* Exercise
Reproduce the entries in full. Exclude all images from the copy.

* Data excerpts

——————————

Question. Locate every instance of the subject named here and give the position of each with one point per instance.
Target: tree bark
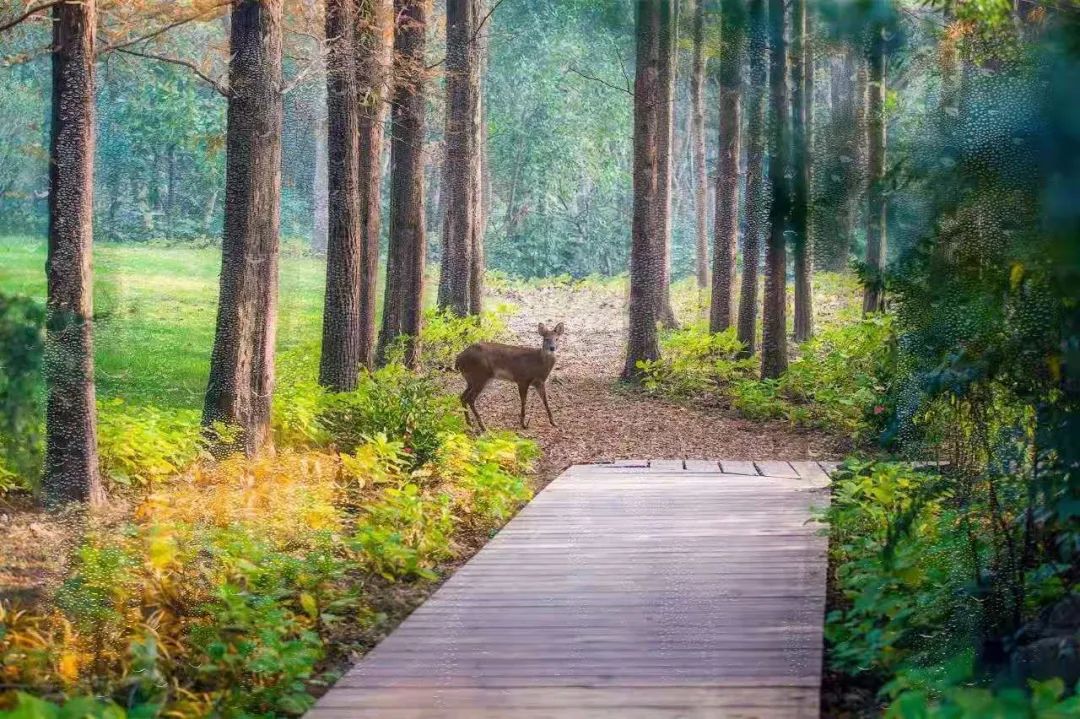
(460, 165)
(873, 296)
(647, 244)
(373, 19)
(242, 372)
(802, 167)
(482, 191)
(698, 131)
(339, 364)
(667, 71)
(727, 182)
(402, 309)
(321, 220)
(756, 203)
(71, 472)
(773, 329)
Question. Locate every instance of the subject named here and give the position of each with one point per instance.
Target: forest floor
(598, 418)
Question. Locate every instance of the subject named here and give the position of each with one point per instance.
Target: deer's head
(550, 336)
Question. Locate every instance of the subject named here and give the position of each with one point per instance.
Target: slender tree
(667, 71)
(730, 151)
(756, 202)
(460, 176)
(698, 127)
(402, 308)
(647, 245)
(482, 195)
(373, 51)
(342, 329)
(70, 470)
(774, 314)
(242, 372)
(802, 65)
(875, 158)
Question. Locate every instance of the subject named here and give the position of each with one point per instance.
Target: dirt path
(598, 419)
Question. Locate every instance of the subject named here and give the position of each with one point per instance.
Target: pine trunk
(402, 308)
(774, 311)
(242, 374)
(802, 149)
(756, 205)
(727, 182)
(700, 173)
(460, 168)
(71, 470)
(373, 56)
(339, 364)
(647, 244)
(875, 158)
(667, 71)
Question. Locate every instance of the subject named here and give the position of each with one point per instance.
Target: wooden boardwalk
(664, 588)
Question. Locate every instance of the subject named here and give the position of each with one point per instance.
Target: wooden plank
(734, 466)
(613, 595)
(774, 469)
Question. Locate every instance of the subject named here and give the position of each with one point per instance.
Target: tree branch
(32, 10)
(221, 90)
(162, 30)
(599, 80)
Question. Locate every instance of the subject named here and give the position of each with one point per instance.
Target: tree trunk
(667, 71)
(873, 296)
(478, 265)
(802, 151)
(647, 244)
(373, 58)
(756, 201)
(700, 173)
(320, 226)
(340, 360)
(402, 309)
(727, 181)
(70, 470)
(773, 326)
(241, 374)
(461, 165)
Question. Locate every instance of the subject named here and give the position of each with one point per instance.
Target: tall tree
(698, 127)
(647, 245)
(373, 51)
(875, 160)
(756, 202)
(460, 177)
(730, 152)
(482, 195)
(774, 311)
(402, 308)
(802, 66)
(242, 372)
(71, 470)
(667, 70)
(342, 330)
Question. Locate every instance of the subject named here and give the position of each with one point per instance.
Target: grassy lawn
(154, 310)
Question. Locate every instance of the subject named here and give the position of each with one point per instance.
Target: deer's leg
(542, 389)
(523, 389)
(473, 393)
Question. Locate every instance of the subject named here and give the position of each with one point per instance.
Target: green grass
(154, 310)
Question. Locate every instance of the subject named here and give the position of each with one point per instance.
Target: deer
(525, 366)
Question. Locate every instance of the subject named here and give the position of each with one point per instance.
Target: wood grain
(620, 592)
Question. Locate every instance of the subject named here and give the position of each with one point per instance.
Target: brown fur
(525, 366)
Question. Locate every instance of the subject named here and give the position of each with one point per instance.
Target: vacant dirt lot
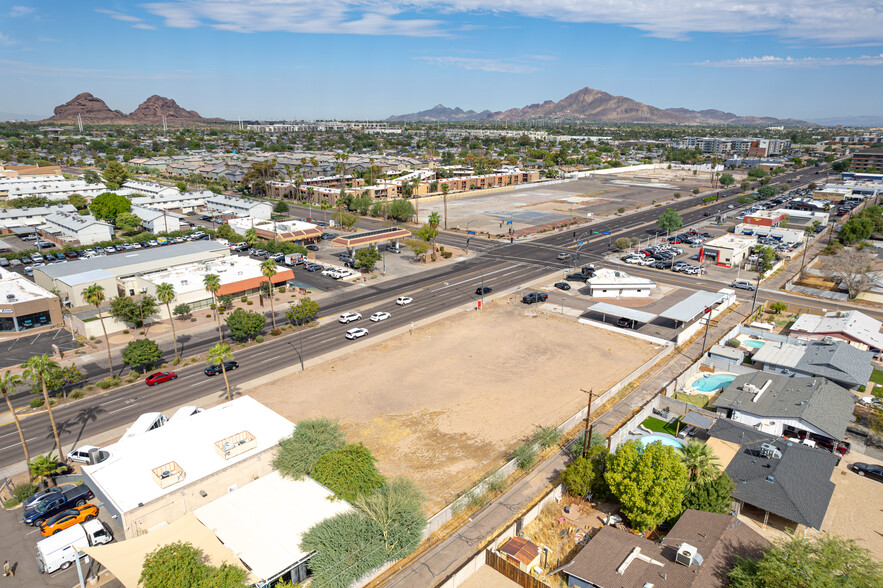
(446, 404)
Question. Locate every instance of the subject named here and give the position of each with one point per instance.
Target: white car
(356, 333)
(81, 454)
(349, 317)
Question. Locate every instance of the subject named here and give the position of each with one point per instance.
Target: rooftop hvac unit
(688, 555)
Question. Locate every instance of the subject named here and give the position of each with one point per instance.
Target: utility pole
(587, 435)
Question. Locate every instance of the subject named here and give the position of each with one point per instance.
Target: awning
(125, 559)
(629, 313)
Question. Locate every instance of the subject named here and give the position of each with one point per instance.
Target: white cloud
(19, 11)
(833, 22)
(474, 63)
(769, 61)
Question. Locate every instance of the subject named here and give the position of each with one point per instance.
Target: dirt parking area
(445, 405)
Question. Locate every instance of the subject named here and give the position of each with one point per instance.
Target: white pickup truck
(59, 551)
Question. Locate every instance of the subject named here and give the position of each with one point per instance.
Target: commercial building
(232, 206)
(76, 229)
(727, 250)
(789, 406)
(155, 477)
(610, 283)
(122, 273)
(32, 216)
(867, 159)
(24, 305)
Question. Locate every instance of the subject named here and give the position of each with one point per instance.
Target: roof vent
(688, 555)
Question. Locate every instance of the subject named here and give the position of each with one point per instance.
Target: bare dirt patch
(445, 405)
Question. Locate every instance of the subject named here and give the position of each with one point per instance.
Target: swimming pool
(668, 441)
(714, 382)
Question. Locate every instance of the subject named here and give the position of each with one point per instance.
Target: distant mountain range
(590, 105)
(151, 111)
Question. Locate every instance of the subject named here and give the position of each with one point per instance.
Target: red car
(160, 377)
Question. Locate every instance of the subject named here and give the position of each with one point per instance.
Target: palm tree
(166, 293)
(39, 368)
(94, 295)
(46, 467)
(8, 382)
(212, 283)
(219, 354)
(268, 268)
(700, 461)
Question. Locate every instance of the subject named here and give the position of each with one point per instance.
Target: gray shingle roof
(816, 401)
(796, 486)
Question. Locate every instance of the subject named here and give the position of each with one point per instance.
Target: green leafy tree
(670, 220)
(108, 206)
(367, 257)
(826, 561)
(45, 468)
(623, 243)
(128, 222)
(180, 564)
(712, 494)
(219, 354)
(268, 269)
(141, 354)
(115, 174)
(165, 293)
(94, 295)
(8, 383)
(38, 369)
(244, 324)
(648, 481)
(212, 283)
(303, 312)
(349, 472)
(310, 440)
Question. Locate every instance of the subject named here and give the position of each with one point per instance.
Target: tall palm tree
(8, 382)
(219, 354)
(39, 368)
(212, 283)
(268, 268)
(165, 293)
(94, 295)
(701, 462)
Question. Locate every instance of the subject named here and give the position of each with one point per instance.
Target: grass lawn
(660, 426)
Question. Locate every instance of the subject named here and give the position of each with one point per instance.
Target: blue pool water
(648, 439)
(712, 383)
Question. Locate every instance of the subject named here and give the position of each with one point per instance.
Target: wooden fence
(512, 572)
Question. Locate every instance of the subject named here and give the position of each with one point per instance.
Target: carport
(636, 316)
(693, 306)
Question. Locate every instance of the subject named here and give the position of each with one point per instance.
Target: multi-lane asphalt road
(501, 265)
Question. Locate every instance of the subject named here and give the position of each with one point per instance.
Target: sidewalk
(442, 560)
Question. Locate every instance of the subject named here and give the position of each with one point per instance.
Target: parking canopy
(629, 313)
(693, 306)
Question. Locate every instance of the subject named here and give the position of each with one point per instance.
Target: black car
(215, 369)
(532, 297)
(868, 469)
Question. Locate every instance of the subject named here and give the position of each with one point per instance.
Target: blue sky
(351, 59)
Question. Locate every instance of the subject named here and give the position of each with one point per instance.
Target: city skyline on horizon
(369, 59)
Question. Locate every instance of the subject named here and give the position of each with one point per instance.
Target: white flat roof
(269, 545)
(126, 477)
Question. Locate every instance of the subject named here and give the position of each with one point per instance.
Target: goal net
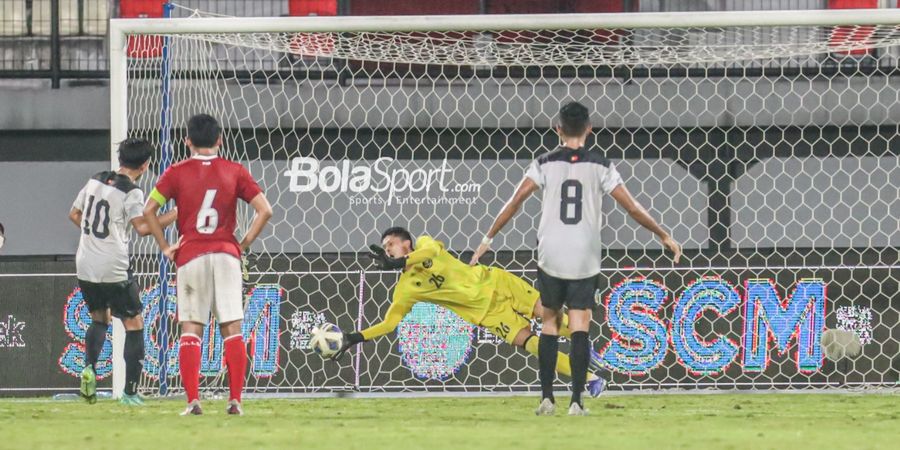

——————————

* Written reply
Question. Locate every instance of the subject named here and give the position of each with one point per instance.
Target: tree bark
(460, 165)
(873, 296)
(647, 244)
(373, 19)
(242, 372)
(802, 167)
(482, 191)
(698, 131)
(339, 364)
(667, 71)
(727, 182)
(402, 309)
(321, 220)
(756, 203)
(71, 472)
(773, 329)
Question. Locate every instance of the subject named here and give the position of each with one point per instance.
Target: forest floor
(598, 418)
Question. Locate every instance of the subject named here and give the position of each with one point per instance.
Target: deer's head
(550, 336)
Question. Locate every instance of the subject named here and give the position of each with one point per instance.
Target: slender tree
(667, 71)
(730, 151)
(756, 202)
(460, 176)
(698, 127)
(402, 308)
(647, 245)
(482, 195)
(373, 51)
(342, 329)
(70, 470)
(774, 314)
(242, 372)
(802, 65)
(875, 158)
Question. Locate every instance of the subject named here and give the position of each with one point per instance.
Target: dirt path
(598, 419)
Question. Locate every instance of the subject named here and give the position of each with one point per instance.
Target: pine trunk
(402, 308)
(774, 311)
(242, 374)
(802, 149)
(756, 205)
(727, 182)
(700, 173)
(460, 168)
(71, 470)
(373, 56)
(339, 364)
(647, 244)
(875, 158)
(667, 71)
Question. Locate every instance of the subject named here and give the position of each with one point per instance.
Target: wooden boardwalk
(664, 588)
Question. Locate every instance of the subject named here and give the position of each with one point per instance.
Target: wooden plank
(734, 466)
(613, 595)
(774, 469)
Question. Locate every instance of the subject named here and give the position of each with one point per instance.
Target: tree branch
(32, 10)
(221, 90)
(162, 30)
(599, 80)
Question. Locate every instance of the subject named here and give the position of each with one point per instance.
Target: tree trunk
(667, 71)
(873, 296)
(478, 265)
(802, 151)
(647, 244)
(373, 58)
(756, 201)
(700, 173)
(320, 226)
(340, 360)
(402, 309)
(727, 181)
(70, 470)
(773, 326)
(241, 374)
(461, 165)
Question. Locate every instance of the subject named here and give the position of each with one point per instance.
Target: tall tree
(698, 127)
(647, 245)
(373, 51)
(875, 160)
(756, 202)
(460, 177)
(730, 152)
(482, 195)
(774, 311)
(402, 308)
(802, 66)
(242, 372)
(71, 470)
(667, 70)
(342, 330)
Question. Locate every instance of the subject named here and give the position of each with one point per instance.
Target: grassy lawn
(154, 310)
Question. Locate every instance of the subject named here and give the position of each with one point per instance.
Target: deer's leg
(542, 389)
(523, 389)
(473, 393)
Question. Locate every instance of the subject named here and give the position of each with one point per instance.
Target: green grass
(154, 310)
Question. Locate every instance of the subject named here and give the position of each with one point per instance.
Target: deer
(525, 366)
Question. Locate every instance of the subject named here and give the position of each with one point per instance.
Target: wood grain
(620, 592)
Question. Locate every instance of the subject named here and give the position of each with one point per instance.
Target: brown fur
(525, 366)
Question. Locate every instance of the subject named here and give the position of each with one point per instance.
Target: vacant dirt lot
(446, 404)
Question. Locate every instance of the subject named here and give the position of each with one point per instance.
Target: white car
(356, 333)
(81, 454)
(349, 317)
Question. Locate every instance of the subject named here and give the position of each with one point per instance.
Target: rooftop hvac unit
(688, 555)
Question. Locate every instance of the subject named here and give the position of each with one point per instance.
Target: utility pole
(587, 435)
Question. Locate every instance of the subject named here and give the position of each with one point per instance.
Target: awning
(125, 559)
(629, 313)
Question. Locate every instance of the subject named here and give the position of each with one point per instance.
Target: white cloud
(19, 11)
(833, 22)
(474, 63)
(769, 61)
Question. Locate every instance of the subject named here and give the position of each with one point per instance.
Target: dirt parking area
(445, 405)
Question. Locate every instance of the subject named here and give the position of each with one point per instance.
Target: white pickup truck
(59, 551)
Question. Locate every instance of the subject named here and give the position of each with one point per instance.
Target: commercial building
(232, 206)
(76, 229)
(727, 250)
(789, 406)
(155, 477)
(610, 283)
(122, 273)
(32, 216)
(867, 159)
(24, 305)
Question. Locate every instance of the subject named here and give the position of each with one point per instance.
Target: roof vent
(688, 555)
Question. Locate every instance of the subject named here and give the position of each with one point per instance.
Target: bare dirt patch
(445, 405)
Question. Locate every instance of the subject named here and give the position of each with one point per instance.
Target: swimming pool
(668, 441)
(714, 382)
Question. Locate every instance of the subject named here and give the position of each with one point per instance.
Target: distant mountain range
(590, 105)
(151, 111)
Question. Locate every instance of the subject named here and give the position of each with one point per instance.
Target: red car
(160, 377)
Question. Locate every instance of the subject named here and give the position of each with one point per instance.
Target: palm tree
(166, 293)
(39, 368)
(94, 295)
(46, 467)
(8, 382)
(212, 283)
(219, 354)
(268, 268)
(700, 461)
Question. Locate every instance of the subject named here and give the position of each with one point per instance.
Target: gray shingle roof
(816, 401)
(796, 486)
Question. Locate every instance of the subject named here and give the position of each with one point per instance.
Target: green leafy tree
(670, 220)
(108, 206)
(367, 257)
(826, 561)
(45, 468)
(623, 243)
(128, 222)
(180, 564)
(712, 494)
(219, 354)
(268, 269)
(141, 354)
(115, 174)
(165, 293)
(94, 295)
(8, 383)
(38, 369)
(244, 324)
(648, 481)
(212, 283)
(303, 312)
(349, 472)
(310, 440)
Question. Locate every instance of the subject named here and give the position of each with one point per instance.
Target: tall palm tree
(8, 382)
(219, 354)
(39, 368)
(212, 283)
(268, 268)
(165, 293)
(94, 295)
(701, 462)
Question. Locate every instance of the subject named here and give the position of each with one point per instance.
Target: grass lawn
(660, 426)
Question. Locate every instance of the subject named here and give the position of each with one point per instance.
Target: blue pool water
(648, 439)
(712, 383)
Question. Locate every instance of the subject named here and give the position of each with one point per instance.
Target: wooden fence
(512, 572)
Question. Locate every instance of the subject named here and give the position of each with one point per instance.
Target: carport
(636, 316)
(693, 306)
Question. Locate every instance of the subject named here and give the position of each with one point per instance.
Target: multi-lane asphalt road
(501, 265)
Question. Locate every instance of the subject named here and give the position of each with one point per instance.
Target: sidewalk
(442, 560)
Question. Locate every instance of the subject named here and give the position of each with one point per instance.
Target: parking canopy
(629, 313)
(693, 306)
Question. Locate every instance of the subject named here and give the position of each with one point per instance.
Target: black car
(215, 369)
(532, 297)
(868, 469)
Question. Locate every instance of the subject named here and give the position of each with one point per instance.
Target: blue sky
(351, 59)
Question. Locate every instance of the subject named here and give the position of each with one point per instance.
Target: city skyline on horizon
(369, 59)
Question. Locate every instance of the subject named here and give the position of each with one point per instance.
Target: white flat roof
(269, 545)
(126, 477)
Question. Locate every instance of the subject named here and give the position of each with one point per instance.
Target: goal net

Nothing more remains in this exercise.